Task objective: Among the entries below, how many lines contain the string "above"? Only the number is wanted.

Information given section start

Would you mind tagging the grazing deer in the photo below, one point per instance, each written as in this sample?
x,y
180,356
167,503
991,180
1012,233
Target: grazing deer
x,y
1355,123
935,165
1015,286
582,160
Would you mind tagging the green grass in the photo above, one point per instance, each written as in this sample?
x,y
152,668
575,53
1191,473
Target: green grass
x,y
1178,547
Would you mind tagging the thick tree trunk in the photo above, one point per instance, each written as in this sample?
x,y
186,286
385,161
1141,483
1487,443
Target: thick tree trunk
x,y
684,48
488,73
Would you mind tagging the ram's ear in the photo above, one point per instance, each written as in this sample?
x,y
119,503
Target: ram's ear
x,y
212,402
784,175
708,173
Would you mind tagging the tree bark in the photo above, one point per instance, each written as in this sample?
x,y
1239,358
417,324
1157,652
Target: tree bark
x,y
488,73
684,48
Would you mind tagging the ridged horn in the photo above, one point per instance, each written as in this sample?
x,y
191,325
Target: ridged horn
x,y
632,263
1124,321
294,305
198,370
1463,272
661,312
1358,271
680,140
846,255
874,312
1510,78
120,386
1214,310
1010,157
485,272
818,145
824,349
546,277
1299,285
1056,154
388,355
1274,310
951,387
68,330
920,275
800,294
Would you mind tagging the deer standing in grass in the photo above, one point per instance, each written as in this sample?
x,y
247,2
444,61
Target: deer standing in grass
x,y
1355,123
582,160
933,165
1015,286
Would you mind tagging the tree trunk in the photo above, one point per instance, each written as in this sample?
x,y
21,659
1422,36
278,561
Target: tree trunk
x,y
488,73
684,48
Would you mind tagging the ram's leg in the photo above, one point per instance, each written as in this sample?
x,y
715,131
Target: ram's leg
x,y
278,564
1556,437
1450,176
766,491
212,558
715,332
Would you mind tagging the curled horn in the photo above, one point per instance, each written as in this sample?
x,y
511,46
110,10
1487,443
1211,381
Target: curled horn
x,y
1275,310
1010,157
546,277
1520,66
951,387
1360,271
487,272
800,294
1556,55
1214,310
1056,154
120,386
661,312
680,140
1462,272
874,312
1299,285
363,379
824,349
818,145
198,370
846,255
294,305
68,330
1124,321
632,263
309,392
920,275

Information given section end

Exercise output: 9